- Records to process -
(begin)

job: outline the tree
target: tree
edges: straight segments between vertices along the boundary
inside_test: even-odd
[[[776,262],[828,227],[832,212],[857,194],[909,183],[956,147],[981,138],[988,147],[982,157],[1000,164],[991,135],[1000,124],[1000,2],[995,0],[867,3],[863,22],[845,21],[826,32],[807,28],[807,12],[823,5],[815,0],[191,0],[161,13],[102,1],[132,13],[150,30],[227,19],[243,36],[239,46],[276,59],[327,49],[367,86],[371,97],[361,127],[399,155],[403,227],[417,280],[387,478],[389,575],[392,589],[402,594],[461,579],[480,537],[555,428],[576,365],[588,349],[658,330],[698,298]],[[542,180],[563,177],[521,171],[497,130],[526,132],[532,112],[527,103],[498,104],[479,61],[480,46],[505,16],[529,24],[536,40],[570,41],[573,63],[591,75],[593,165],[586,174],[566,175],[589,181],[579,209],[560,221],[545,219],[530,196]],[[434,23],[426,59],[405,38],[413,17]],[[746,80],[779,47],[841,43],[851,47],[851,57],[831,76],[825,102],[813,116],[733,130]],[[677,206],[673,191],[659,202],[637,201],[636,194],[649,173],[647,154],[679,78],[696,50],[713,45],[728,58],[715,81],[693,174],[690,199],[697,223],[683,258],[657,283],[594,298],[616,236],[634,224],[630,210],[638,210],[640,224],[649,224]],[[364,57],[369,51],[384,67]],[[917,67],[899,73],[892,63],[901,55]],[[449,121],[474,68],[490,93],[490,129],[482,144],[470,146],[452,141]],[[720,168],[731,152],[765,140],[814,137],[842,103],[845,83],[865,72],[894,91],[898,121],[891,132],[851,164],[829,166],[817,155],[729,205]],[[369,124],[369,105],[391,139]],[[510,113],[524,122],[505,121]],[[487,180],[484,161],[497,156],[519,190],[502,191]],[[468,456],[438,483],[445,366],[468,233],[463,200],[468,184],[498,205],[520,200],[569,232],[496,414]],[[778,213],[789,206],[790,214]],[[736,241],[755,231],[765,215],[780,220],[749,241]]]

(end)
(begin)

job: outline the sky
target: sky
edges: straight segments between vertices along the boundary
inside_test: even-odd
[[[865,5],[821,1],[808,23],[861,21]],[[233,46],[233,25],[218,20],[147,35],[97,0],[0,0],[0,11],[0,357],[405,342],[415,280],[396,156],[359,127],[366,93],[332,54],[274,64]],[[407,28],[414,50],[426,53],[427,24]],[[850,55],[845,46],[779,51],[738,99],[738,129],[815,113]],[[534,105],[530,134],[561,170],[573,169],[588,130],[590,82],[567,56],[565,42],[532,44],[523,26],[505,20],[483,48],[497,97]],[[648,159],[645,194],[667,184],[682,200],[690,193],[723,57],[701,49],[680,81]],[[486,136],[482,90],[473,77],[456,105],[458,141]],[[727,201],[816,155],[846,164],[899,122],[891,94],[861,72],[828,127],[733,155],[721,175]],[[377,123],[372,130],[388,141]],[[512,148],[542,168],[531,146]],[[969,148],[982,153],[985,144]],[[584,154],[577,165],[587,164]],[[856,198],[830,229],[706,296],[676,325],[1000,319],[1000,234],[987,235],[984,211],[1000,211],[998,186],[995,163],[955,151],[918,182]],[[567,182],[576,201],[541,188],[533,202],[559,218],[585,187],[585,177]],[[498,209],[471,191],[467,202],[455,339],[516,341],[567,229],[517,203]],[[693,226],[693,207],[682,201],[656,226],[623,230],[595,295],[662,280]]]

(end)

- Written task -
Identify every line in the entries above that contains the word "outline", and copy each of those lines in full. Case counts, so only matches with the same capitalization qualify.

- Finished exercise -
job: outline the tree
job: outline the sky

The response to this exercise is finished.